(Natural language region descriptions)
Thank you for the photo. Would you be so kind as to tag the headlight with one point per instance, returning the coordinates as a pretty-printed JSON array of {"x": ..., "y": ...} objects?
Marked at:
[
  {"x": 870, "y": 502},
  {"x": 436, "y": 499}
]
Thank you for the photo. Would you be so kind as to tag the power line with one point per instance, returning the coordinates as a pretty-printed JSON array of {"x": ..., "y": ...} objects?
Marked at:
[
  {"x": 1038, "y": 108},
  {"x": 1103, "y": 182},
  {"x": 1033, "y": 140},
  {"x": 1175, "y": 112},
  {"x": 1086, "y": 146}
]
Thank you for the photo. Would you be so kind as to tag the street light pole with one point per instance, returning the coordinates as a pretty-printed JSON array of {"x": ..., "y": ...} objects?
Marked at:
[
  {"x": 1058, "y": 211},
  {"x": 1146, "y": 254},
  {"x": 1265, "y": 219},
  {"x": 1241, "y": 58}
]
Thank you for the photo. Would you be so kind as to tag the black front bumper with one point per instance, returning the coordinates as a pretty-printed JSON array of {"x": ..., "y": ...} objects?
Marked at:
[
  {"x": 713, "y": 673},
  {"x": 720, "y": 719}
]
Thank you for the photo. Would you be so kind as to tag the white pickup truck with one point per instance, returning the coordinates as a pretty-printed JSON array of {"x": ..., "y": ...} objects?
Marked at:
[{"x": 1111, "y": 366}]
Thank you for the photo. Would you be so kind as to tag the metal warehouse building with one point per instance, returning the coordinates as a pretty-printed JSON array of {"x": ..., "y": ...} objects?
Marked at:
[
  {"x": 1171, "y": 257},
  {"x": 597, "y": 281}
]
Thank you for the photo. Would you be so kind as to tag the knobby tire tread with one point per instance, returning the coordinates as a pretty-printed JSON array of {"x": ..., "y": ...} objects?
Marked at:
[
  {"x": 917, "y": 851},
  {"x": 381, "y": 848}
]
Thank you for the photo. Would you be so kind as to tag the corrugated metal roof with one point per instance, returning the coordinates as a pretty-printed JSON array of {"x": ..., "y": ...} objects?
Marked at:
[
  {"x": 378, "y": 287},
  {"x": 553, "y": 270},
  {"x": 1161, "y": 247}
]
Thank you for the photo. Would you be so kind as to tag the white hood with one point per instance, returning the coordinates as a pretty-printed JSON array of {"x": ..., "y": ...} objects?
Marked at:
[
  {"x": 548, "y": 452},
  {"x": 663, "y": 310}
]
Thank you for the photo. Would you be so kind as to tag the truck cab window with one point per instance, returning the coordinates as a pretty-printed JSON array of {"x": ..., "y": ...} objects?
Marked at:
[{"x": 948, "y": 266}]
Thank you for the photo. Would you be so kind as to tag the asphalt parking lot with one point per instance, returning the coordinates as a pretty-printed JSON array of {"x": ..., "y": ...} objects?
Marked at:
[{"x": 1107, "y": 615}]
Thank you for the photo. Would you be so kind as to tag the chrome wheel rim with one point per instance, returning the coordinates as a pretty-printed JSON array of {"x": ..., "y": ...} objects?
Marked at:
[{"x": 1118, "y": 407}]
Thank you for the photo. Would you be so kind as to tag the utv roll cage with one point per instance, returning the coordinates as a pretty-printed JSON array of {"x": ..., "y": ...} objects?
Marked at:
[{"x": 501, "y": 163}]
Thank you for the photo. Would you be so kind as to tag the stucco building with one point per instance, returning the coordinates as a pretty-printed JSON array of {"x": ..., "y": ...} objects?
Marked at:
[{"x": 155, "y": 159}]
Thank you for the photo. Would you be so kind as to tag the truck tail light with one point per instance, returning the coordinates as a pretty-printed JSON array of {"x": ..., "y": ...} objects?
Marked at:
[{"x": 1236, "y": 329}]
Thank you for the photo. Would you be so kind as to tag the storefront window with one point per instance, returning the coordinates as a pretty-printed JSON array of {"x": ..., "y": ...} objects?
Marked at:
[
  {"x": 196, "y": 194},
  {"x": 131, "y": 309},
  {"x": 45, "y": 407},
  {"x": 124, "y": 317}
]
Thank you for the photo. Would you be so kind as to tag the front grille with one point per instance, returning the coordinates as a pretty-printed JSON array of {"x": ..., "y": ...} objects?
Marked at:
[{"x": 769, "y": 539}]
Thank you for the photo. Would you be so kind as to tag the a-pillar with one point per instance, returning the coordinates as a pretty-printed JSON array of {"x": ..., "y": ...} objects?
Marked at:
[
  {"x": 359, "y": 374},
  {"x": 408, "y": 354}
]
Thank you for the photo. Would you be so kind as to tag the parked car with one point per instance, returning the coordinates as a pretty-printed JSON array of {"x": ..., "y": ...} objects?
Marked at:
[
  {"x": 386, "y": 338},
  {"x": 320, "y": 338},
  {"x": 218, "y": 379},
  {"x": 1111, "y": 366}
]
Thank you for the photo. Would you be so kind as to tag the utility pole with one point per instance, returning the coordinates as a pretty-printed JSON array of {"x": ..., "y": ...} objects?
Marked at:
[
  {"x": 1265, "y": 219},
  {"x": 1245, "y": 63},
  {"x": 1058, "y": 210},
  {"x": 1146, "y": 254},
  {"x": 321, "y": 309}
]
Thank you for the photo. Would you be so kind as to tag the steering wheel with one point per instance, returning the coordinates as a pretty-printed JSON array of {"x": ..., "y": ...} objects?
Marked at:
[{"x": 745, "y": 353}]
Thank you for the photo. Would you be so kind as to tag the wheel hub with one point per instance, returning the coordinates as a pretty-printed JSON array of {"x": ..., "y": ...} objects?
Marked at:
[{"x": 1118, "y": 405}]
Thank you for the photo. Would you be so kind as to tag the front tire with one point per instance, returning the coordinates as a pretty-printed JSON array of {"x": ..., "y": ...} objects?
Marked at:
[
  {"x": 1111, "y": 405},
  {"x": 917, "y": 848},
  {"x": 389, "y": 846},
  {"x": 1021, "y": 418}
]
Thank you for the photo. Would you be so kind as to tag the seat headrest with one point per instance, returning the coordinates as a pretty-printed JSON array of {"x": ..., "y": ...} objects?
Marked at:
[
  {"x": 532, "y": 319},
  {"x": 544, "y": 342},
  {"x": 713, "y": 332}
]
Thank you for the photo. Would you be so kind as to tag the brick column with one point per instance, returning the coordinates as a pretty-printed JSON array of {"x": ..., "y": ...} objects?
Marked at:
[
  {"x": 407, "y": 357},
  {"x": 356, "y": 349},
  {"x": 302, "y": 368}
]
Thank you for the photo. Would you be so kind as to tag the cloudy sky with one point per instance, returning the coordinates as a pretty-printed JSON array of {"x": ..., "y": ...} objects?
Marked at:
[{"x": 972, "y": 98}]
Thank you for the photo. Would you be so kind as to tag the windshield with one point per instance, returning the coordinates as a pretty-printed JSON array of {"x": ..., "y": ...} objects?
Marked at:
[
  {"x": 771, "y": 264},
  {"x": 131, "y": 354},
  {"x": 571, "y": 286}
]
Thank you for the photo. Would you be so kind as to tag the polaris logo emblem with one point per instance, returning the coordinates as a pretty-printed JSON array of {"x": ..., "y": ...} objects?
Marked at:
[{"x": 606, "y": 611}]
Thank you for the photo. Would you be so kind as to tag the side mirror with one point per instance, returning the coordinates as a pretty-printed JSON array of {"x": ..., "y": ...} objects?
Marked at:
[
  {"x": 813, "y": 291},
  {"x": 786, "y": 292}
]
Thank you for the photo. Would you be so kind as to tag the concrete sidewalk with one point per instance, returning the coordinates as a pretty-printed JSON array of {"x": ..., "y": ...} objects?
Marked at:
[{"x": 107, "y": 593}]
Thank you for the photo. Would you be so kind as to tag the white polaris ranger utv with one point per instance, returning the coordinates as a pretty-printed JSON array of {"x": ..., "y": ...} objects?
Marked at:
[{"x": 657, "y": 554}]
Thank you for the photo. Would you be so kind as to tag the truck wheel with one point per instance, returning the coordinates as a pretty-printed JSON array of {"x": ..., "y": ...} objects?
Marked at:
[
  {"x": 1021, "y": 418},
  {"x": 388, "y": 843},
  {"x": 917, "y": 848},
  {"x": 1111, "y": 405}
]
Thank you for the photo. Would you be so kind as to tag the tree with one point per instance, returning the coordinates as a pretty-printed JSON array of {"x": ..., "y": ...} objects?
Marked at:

**WHAT IS EXPECTED:**
Look above for the line holding "the truck tail" and the line holding "tag the storefront". Retype both, and every line between them, word for word and nothing else.

**RESPONSE TO THIS EXERCISE:**
Thank you for the photo. Would you be so kind as to tag the truck tail light with one point per instance, returning the coordinates as a pretty-printed JSON array of {"x": ..., "y": ...} objects?
Marked at:
[{"x": 1236, "y": 329}]
Thank you for the photo. Would you be so kind as to tag the storefront window with one point per instance, returning the coordinates as a pretty-printed JSON array of {"x": ..., "y": ...} objects?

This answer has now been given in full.